### Source text

Monday, July 12, 2010

Ok, Fine, I'll Hug A Tree

I've always cared about the environment. Captain Planet taught me to recycle and I listened, damn it. However, I think I may have finally crossed the line into "Dirty Hippie" territory. I'll explain.

When I started working at Miramax, I started taking public transportation to work. It wasn't because I was trying to cut my carbon emissions, I was just tired of driving in LA traffic. Eventually, I started riding my bike to the train station in North Hollywood. Now that I'm working at Disney, I live less than 2 miles away from my office. There's literally no excuse for me to drive a car to work 90% of the time. So I don't. I ride my bike unless I have an offsite meeting or have to bring something large to work. People in LA look at me like I'm crazy. This city loves its cars to the point of cultism. Any mode of transportation that doesn't have an internal combustion engine is heaped with scorn and derision. But that's another blog post (oh yes, the angry bike rider post is coming...I'm sure you're thrilled). The point is, when you stand up at the Griffith Observatory and look out over the LA basin and you can only see about a mile in front of you through the brown haze that clings to the city, you can know that my commute is not contributing to that. I'm not trying to sound smug, but it's kind of hard not to feel a little better about myself.

### Provided information
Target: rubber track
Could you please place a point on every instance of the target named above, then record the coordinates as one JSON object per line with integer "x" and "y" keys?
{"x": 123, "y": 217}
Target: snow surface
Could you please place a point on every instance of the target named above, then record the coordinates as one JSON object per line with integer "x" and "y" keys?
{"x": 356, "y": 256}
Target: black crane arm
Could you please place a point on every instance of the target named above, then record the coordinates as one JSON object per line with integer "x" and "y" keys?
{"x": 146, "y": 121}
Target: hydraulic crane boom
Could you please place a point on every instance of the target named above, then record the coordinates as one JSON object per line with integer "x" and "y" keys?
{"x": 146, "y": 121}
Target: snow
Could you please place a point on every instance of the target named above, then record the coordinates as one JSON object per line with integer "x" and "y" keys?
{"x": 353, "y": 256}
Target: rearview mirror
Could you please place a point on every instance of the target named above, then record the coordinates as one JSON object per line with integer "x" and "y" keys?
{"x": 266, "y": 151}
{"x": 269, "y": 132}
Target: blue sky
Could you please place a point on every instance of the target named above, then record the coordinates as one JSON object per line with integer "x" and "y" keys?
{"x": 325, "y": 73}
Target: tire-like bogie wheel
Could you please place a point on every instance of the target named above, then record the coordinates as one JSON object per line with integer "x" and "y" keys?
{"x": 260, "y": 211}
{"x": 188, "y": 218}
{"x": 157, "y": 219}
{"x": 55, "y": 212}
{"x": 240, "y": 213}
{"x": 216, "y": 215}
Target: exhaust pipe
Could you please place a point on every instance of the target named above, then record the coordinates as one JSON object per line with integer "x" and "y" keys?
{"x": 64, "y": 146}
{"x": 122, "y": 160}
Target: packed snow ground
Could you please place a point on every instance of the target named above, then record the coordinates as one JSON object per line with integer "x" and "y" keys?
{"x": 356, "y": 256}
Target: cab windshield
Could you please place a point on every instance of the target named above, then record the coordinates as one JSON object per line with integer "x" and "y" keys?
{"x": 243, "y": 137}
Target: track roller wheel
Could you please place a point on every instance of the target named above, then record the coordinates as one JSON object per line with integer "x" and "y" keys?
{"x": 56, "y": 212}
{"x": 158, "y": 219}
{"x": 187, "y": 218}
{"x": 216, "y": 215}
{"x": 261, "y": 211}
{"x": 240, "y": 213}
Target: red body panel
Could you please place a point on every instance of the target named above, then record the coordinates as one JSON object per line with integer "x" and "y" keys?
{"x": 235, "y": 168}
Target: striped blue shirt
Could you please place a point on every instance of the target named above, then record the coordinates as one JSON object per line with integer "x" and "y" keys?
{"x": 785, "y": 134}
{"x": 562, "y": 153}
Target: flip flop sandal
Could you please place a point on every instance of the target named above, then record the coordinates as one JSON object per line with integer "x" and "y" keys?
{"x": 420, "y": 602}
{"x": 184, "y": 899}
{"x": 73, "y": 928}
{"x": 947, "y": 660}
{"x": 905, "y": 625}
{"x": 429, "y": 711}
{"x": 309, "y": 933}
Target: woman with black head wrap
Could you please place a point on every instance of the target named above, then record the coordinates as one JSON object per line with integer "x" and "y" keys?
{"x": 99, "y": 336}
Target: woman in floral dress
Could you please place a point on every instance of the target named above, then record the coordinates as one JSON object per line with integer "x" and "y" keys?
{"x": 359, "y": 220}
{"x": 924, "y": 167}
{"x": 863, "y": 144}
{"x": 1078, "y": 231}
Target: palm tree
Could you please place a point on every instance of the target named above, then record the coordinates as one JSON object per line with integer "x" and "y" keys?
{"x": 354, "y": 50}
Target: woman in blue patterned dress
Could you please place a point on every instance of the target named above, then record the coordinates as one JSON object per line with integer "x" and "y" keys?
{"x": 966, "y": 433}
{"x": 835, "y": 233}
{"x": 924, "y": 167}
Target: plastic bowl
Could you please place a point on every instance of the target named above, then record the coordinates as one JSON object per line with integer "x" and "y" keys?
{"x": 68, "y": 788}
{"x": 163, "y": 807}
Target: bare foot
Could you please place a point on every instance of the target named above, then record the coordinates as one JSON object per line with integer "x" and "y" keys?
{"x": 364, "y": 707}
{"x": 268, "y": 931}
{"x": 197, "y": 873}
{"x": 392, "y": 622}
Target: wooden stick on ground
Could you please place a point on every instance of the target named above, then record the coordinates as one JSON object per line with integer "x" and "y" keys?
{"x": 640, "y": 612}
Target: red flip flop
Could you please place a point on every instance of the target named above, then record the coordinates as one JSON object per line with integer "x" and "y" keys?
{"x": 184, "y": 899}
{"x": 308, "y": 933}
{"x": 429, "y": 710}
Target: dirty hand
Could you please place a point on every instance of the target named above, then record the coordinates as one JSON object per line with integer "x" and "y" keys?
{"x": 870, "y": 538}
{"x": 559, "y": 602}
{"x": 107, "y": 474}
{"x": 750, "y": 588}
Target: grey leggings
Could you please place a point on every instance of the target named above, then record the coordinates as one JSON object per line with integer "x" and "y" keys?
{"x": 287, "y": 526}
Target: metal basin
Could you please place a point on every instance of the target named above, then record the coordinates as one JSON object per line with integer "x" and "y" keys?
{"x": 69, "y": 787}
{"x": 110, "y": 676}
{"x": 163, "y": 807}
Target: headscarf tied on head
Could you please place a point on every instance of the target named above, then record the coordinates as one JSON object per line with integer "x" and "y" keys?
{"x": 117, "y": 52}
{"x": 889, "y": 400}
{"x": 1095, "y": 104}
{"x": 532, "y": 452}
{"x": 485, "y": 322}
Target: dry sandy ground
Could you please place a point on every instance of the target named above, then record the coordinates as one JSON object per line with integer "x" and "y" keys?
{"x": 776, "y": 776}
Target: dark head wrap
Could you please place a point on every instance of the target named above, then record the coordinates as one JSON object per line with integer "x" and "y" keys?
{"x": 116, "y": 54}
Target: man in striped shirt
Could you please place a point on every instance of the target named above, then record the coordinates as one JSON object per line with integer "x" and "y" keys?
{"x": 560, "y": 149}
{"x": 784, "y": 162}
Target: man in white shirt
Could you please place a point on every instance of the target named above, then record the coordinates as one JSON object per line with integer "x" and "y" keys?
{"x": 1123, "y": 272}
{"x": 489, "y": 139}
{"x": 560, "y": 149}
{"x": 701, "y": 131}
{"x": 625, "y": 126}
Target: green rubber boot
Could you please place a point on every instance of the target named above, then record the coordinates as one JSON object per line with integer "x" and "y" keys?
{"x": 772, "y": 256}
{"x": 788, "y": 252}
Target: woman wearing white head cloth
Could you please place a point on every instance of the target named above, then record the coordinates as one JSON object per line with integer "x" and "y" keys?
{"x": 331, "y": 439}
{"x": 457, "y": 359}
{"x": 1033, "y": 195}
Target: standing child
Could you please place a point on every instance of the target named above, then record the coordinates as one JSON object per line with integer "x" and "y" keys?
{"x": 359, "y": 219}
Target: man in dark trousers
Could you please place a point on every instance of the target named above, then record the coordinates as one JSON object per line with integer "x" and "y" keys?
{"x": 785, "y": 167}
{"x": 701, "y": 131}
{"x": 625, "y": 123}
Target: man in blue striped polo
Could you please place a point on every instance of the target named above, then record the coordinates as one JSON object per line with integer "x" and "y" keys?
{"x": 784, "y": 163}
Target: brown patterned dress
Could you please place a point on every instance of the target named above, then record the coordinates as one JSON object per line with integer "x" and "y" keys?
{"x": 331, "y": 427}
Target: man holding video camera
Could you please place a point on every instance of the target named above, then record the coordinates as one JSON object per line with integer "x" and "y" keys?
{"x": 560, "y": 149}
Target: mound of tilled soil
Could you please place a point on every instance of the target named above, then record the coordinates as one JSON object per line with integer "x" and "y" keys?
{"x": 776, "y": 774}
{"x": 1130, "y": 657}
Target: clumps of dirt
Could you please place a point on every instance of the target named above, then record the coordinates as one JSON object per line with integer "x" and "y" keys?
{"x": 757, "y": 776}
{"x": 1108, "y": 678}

### Task objective
Retype part of the blog post about biking to work. Begin at the words "I've always cared" and stop after "territory. I'll explain.".

### Answer below
I've always cared about the environment. Captain Planet taught me to recycle and I listened, damn it. However, I think I may have finally crossed the line into "Dirty Hippie" territory. I'll explain.